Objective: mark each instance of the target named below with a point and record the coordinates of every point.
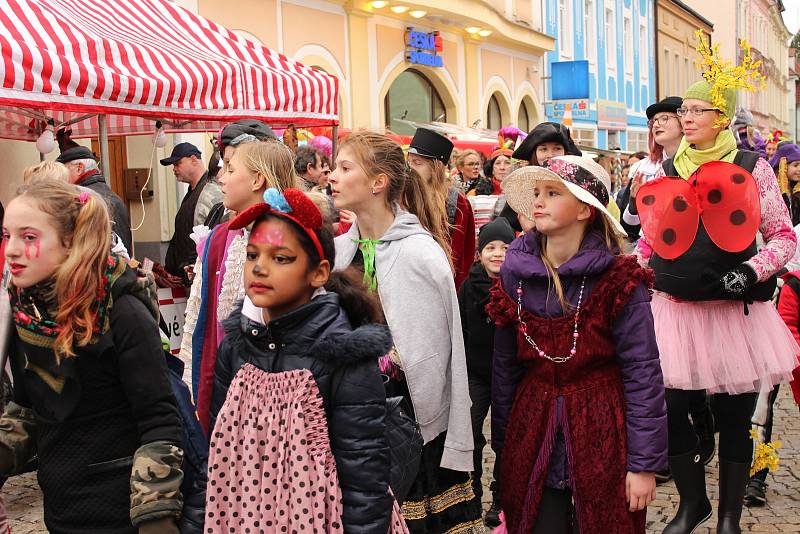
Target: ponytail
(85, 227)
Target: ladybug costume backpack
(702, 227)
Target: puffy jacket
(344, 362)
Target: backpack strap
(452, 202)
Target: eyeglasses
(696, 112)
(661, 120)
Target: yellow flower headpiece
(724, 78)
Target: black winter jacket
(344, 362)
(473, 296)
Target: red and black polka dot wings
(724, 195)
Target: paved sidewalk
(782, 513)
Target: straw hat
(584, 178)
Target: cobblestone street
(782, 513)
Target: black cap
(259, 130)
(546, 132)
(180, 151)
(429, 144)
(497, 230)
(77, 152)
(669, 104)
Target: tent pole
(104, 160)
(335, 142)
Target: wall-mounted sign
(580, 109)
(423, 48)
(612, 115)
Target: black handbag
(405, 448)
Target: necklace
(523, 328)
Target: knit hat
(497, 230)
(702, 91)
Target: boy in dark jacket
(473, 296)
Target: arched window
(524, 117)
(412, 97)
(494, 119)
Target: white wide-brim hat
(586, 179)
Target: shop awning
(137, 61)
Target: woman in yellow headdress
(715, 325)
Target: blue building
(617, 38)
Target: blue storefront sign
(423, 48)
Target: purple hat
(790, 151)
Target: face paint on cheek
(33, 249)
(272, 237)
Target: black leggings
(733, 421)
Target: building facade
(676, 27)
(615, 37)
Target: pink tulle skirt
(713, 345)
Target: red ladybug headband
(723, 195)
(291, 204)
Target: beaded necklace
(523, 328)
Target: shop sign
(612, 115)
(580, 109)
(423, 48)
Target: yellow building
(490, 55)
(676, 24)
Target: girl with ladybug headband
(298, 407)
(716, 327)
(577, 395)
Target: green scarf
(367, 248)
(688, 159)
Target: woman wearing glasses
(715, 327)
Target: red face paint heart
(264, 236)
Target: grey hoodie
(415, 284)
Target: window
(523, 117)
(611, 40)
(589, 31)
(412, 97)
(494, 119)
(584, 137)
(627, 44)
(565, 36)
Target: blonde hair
--
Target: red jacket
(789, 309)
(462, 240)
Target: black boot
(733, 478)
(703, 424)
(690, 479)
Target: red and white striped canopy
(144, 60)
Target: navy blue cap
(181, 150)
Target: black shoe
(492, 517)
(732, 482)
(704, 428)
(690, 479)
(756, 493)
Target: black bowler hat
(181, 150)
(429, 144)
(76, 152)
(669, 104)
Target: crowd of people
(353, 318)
--
» **Description of the task**:
Everything starting at the line containing "Target: necklace" and ending at the line containing "Target: blonde hair" in the records above should be repeated exactly, and only that.

» **Problem solution**:
Target: necklace
(523, 328)
Target: knit hat
(497, 230)
(702, 91)
Target: boy in dark jacket
(473, 296)
Target: arched window
(524, 117)
(412, 97)
(494, 119)
Target: white wide-brim hat
(586, 179)
Target: shop awning
(137, 61)
Target: woman in yellow headdress
(715, 325)
Target: blue building
(617, 38)
Target: blue storefront sign
(423, 48)
Target: purple hat
(790, 151)
Target: face paint on cheek
(33, 249)
(272, 237)
Target: black leggings
(733, 421)
Target: building facade
(676, 27)
(615, 37)
Target: pink tulle skirt
(713, 345)
Target: red ladybug headband
(723, 195)
(291, 204)
Target: beaded necklace
(523, 328)
Target: shop sign
(612, 115)
(580, 109)
(423, 48)
Target: yellow building
(490, 55)
(676, 24)
Target: girl with ladybug headband
(298, 407)
(716, 327)
(577, 395)
Target: green scarf
(367, 248)
(688, 159)
Target: woman wearing glasses
(715, 327)
Target: red face paint heart
(264, 236)
Target: grey hoodie
(415, 284)
Target: window
(523, 117)
(611, 40)
(589, 31)
(412, 97)
(494, 119)
(584, 137)
(627, 44)
(565, 36)
Target: blonde hair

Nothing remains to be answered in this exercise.